#### What you have to do
Please output these lines as a JSON list of strings, one string per line, with blank lines omitted.

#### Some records
* Start *

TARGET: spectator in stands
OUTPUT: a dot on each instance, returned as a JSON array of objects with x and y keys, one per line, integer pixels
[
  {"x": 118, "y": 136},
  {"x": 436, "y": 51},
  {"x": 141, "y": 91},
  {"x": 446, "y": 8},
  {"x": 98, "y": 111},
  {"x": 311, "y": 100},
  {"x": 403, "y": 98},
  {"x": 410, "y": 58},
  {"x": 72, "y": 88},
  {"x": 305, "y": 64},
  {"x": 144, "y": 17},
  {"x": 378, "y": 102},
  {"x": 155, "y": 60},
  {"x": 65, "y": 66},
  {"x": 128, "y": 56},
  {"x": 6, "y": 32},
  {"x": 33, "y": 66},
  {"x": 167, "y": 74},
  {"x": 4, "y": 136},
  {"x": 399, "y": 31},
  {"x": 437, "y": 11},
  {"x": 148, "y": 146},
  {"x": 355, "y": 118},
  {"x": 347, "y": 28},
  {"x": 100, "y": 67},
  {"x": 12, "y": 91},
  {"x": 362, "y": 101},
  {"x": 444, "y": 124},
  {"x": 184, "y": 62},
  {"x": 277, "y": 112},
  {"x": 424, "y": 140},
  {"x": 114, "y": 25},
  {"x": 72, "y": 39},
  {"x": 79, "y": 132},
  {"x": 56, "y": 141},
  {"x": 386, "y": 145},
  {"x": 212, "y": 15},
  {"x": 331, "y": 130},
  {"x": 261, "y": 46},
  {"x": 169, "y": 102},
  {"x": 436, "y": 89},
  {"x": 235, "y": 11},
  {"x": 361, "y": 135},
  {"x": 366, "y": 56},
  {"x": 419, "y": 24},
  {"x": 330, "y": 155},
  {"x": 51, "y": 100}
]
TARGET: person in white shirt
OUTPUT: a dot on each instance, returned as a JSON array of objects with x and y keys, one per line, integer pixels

* End *

#### Output for this task
[
  "TARGET: spectator in stands",
  "OUTPUT: a dot on each instance, returned as a JSON array of objects with x and y keys, one per line, integer pixels",
  "[",
  "  {\"x\": 118, \"y\": 136},",
  "  {\"x\": 436, \"y\": 51},",
  "  {\"x\": 141, \"y\": 91},",
  "  {\"x\": 446, \"y\": 8},",
  "  {\"x\": 98, \"y\": 111},",
  "  {\"x\": 311, \"y\": 100},",
  "  {\"x\": 403, \"y\": 98},",
  "  {\"x\": 410, \"y\": 58},",
  "  {\"x\": 72, \"y\": 88},",
  "  {\"x\": 305, \"y\": 64},",
  "  {\"x\": 144, \"y\": 17},",
  "  {\"x\": 378, \"y\": 102},",
  "  {\"x\": 155, \"y\": 60},",
  "  {\"x\": 65, \"y\": 66},",
  "  {\"x\": 128, \"y\": 56},",
  "  {\"x\": 6, \"y\": 32},",
  "  {\"x\": 33, \"y\": 66},",
  "  {\"x\": 167, \"y\": 74},",
  "  {\"x\": 4, \"y\": 136},",
  "  {\"x\": 399, \"y\": 31},",
  "  {\"x\": 437, \"y\": 11},",
  "  {\"x\": 148, \"y\": 146},",
  "  {\"x\": 355, \"y\": 118},",
  "  {\"x\": 347, \"y\": 28},",
  "  {\"x\": 100, \"y\": 67},",
  "  {\"x\": 12, \"y\": 91},",
  "  {\"x\": 362, \"y\": 101},",
  "  {\"x\": 444, \"y\": 124},",
  "  {\"x\": 184, \"y\": 62},",
  "  {\"x\": 277, \"y\": 112},",
  "  {\"x\": 424, \"y\": 140},",
  "  {\"x\": 114, \"y\": 25},",
  "  {\"x\": 72, \"y\": 39},",
  "  {\"x\": 79, \"y\": 132},",
  "  {\"x\": 56, \"y\": 141},",
  "  {\"x\": 386, \"y\": 145},",
  "  {\"x\": 212, \"y\": 15},",
  "  {\"x\": 331, \"y\": 130},",
  "  {\"x\": 261, \"y\": 46},",
  "  {\"x\": 169, \"y\": 102},",
  "  {\"x\": 436, \"y\": 89},",
  "  {\"x\": 235, \"y\": 11},",
  "  {\"x\": 361, \"y\": 135},",
  "  {\"x\": 366, \"y\": 56},",
  "  {\"x\": 419, \"y\": 24},",
  "  {\"x\": 330, \"y\": 155},",
  "  {\"x\": 51, \"y\": 100}",
  "]",
  "TARGET: person in white shirt",
  "OUTPUT: a dot on each instance, returned as a JSON array of objects with x and y keys, one per line, integer pixels"
]